▸ **TEXTO DE ORIGEM**
O regresso de Alexandre Guarnieri à poesia acontece com um algo epifânico Corpo de Festim. Este seu segundo livro – após Casa das Máquinas, Rio de Janeiro, 2011, que comentei aqui – traz um subtítulo expressivo: Antropoemas. Mas talvez o plural fique ali a sobrar para o leitor capaz de perceber na obra o poema unitário que nela se contém, afinal uma antropogénese poética.
Sim, “até que…”, na sucessão cataclísmica de fenómenos cósmicos, ou seja, após o big bang primordial, se formou o ambiente terrestre, matriz da vida, no terceiro planeta deste Sol situado numa franja da Via Láctea. Corpo de Festim (inédito, a sair em breve no Rio de Janeiro) consagra o primeiro capítulo ao tema: átomo de carbono e, logo, a sangue, suor e celulose; útero, incubadora, até atingir terra firme.
O Poema invoca portanto a maravilhosa epopeia do nascimento da humanidade com uma força quase épica que se expande no capítulo seguinte. O corpo vivo, formado por evolução milenar, lembra-me a “casa das máquinas” com seus órgãos internos, filtros, baço, rins, fígado, coração, pulmões, e uma mecânica de fluidos, sangue, suor, lágrimas, saliva, sémen, leite materno, urina, pus, etc., e pele, cabeça, ombros, joelhos, pés, ouvidos, olhos, rosto. De facto, “darwin não joga aos dados, mallarmé sim”… “até que…”

▸ **DADOS PARA ANÁLISE**

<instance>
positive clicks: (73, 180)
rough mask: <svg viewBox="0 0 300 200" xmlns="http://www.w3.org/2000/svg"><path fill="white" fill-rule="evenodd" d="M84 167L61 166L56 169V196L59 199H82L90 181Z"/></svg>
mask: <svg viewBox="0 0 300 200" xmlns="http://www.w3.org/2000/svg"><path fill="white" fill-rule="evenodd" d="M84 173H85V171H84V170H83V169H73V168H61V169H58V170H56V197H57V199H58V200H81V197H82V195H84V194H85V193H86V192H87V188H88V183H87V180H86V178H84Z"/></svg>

...

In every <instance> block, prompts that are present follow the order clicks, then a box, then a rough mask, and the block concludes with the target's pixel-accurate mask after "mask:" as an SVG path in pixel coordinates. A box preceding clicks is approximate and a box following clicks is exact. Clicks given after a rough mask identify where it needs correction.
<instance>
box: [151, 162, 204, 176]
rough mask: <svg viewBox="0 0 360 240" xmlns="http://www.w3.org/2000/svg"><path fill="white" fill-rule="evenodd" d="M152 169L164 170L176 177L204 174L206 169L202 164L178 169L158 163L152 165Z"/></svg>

▸ **PERGUNTAS A RESPONDER**
1/ Qual é o subtítulo do livro mencionado no texto sobre Corpo de Festim?
2/ Dê continuidade ao texto sobre Corpo de Festim a partir do ponto em que ele termina.
A listagem não é necessária para estas tarefas.

▸ **RESPOSTAS NUMERADAS**
1/ Antropoemas.

2/
Os elementos anatómicos são aplicados no Poema de tal modo que aparece construído como um organismo textual dotado de membros e respiração. Logo, o Poema humaniza-se. Mas no terceiro e último capítulo, “vigiar e punir” (onde sobressai o poema “cotodianometria”), sobrevém o trágico desgarramento que a imagem da capa explicita – a degradação do Homem acorrentado.
Corpo de Festim mergulha finalmente nas tragédias humanas do nosso tempo com expressões de violenta rejeição, repulsa, horror. Cito: “Não há (…) algo que resolva o medo a náusea o mal estar da civilização”, “quando a doença e a cura, indissociáveis siamesas, já são partes da mesma mistura” (pág. 46). Uma saída: “desaparecer de vez” como Houdini, o famoso mágico.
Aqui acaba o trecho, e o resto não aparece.